▶ WORK ITEM: Each line of the material must reappear unchanged in the answer.

(Beginning of LISTED ENTRIES)

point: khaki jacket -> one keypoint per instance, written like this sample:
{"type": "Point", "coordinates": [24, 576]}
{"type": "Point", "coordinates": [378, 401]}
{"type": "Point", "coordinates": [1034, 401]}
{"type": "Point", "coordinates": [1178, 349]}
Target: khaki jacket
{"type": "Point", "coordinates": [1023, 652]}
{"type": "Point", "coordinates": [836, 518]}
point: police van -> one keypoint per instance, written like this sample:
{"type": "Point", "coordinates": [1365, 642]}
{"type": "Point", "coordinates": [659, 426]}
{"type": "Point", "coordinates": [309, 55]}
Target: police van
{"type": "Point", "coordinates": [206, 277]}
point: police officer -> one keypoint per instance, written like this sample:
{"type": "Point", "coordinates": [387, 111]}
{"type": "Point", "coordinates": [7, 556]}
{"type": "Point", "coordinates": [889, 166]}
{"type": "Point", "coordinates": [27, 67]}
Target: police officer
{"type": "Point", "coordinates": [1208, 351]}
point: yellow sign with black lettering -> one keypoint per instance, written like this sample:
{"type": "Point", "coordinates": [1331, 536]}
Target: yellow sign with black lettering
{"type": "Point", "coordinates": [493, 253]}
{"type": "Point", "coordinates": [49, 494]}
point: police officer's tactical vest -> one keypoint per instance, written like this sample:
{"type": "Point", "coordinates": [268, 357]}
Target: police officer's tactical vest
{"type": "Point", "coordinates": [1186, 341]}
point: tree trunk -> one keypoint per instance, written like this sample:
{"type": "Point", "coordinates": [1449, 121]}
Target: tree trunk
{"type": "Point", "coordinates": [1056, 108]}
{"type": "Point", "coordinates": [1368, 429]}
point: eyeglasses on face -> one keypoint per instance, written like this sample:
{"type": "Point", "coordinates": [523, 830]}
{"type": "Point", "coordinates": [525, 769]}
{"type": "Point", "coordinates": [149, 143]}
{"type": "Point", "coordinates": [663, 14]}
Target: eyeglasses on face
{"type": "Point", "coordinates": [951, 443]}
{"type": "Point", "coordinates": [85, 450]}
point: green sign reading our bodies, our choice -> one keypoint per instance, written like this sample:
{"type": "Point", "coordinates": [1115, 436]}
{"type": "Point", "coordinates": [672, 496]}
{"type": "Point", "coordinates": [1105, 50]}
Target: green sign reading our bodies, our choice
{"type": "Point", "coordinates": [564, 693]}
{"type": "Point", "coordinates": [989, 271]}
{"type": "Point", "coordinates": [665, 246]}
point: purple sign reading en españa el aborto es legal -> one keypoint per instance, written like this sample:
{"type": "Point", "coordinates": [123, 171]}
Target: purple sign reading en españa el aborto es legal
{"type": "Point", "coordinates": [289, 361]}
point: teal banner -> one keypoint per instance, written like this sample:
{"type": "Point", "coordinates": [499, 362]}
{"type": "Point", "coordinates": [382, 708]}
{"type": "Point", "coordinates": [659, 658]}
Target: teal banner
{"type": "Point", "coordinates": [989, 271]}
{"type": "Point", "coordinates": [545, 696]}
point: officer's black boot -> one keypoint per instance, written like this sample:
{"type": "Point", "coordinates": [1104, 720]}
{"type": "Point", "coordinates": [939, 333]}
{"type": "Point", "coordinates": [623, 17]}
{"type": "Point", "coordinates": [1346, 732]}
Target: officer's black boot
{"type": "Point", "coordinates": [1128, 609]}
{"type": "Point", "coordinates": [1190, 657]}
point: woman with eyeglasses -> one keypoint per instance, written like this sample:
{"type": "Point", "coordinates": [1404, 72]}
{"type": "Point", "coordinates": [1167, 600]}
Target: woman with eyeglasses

(End of LISTED ENTRIES)

▶ ANSWER TO THIS TASK:
point: khaki jacket -> one keypoint per instance, written like this sample:
{"type": "Point", "coordinates": [24, 576]}
{"type": "Point", "coordinates": [378, 401]}
{"type": "Point", "coordinates": [1034, 401]}
{"type": "Point", "coordinates": [1178, 349]}
Target: khaki jacket
{"type": "Point", "coordinates": [1023, 652]}
{"type": "Point", "coordinates": [836, 518]}
point: police van -> one keypoint per instance, written like this sample:
{"type": "Point", "coordinates": [1365, 642]}
{"type": "Point", "coordinates": [659, 426]}
{"type": "Point", "coordinates": [309, 55]}
Target: police van
{"type": "Point", "coordinates": [206, 277]}
point: police officer -> one keypoint per instance, written like this sample:
{"type": "Point", "coordinates": [387, 111]}
{"type": "Point", "coordinates": [7, 556]}
{"type": "Point", "coordinates": [889, 166]}
{"type": "Point", "coordinates": [27, 67]}
Target: police officer
{"type": "Point", "coordinates": [1208, 351]}
point: yellow sign with black lettering -> one keypoint per instance, written like this sample:
{"type": "Point", "coordinates": [1331, 536]}
Target: yellow sign with black lettering
{"type": "Point", "coordinates": [493, 253]}
{"type": "Point", "coordinates": [49, 494]}
point: police officer's tactical vest -> one keypoint per instance, written like this sample:
{"type": "Point", "coordinates": [268, 357]}
Target: police officer's tactical vest
{"type": "Point", "coordinates": [1186, 341]}
point: tree trunk -> one keypoint per instance, written like this sample:
{"type": "Point", "coordinates": [1449, 121]}
Target: tree trunk
{"type": "Point", "coordinates": [1056, 108]}
{"type": "Point", "coordinates": [1368, 429]}
point: eyeglasses on face -> one keypoint per instance, written like this sample:
{"type": "Point", "coordinates": [523, 830]}
{"type": "Point", "coordinates": [525, 769]}
{"type": "Point", "coordinates": [149, 143]}
{"type": "Point", "coordinates": [663, 14]}
Target: eyeglasses on face
{"type": "Point", "coordinates": [951, 443]}
{"type": "Point", "coordinates": [85, 450]}
point: green sign reading our bodies, our choice -> one keypoint per instance, written like this sample:
{"type": "Point", "coordinates": [1115, 436]}
{"type": "Point", "coordinates": [672, 496]}
{"type": "Point", "coordinates": [1105, 50]}
Target: green sign reading our bodies, our choice
{"type": "Point", "coordinates": [564, 693]}
{"type": "Point", "coordinates": [989, 271]}
{"type": "Point", "coordinates": [665, 246]}
point: purple sign reading en españa el aborto es legal -> one keypoint per instance, written like this sample:
{"type": "Point", "coordinates": [123, 171]}
Target: purple sign reading en españa el aborto es legal
{"type": "Point", "coordinates": [289, 361]}
point: teal banner -> one keypoint per instance, written like this sample:
{"type": "Point", "coordinates": [499, 362]}
{"type": "Point", "coordinates": [382, 708]}
{"type": "Point", "coordinates": [659, 658]}
Target: teal banner
{"type": "Point", "coordinates": [989, 271]}
{"type": "Point", "coordinates": [545, 696]}
point: officer's black boot -> one keypoint per instance, written like this sample:
{"type": "Point", "coordinates": [1104, 720]}
{"type": "Point", "coordinates": [939, 333]}
{"type": "Point", "coordinates": [623, 17]}
{"type": "Point", "coordinates": [1346, 732]}
Target: officer's black boot
{"type": "Point", "coordinates": [1128, 609]}
{"type": "Point", "coordinates": [1190, 657]}
point: woman with eyeglasses -> one keypoint per instance, written like this sample:
{"type": "Point", "coordinates": [1404, 72]}
{"type": "Point", "coordinates": [1167, 600]}
Target: woman with eyeglasses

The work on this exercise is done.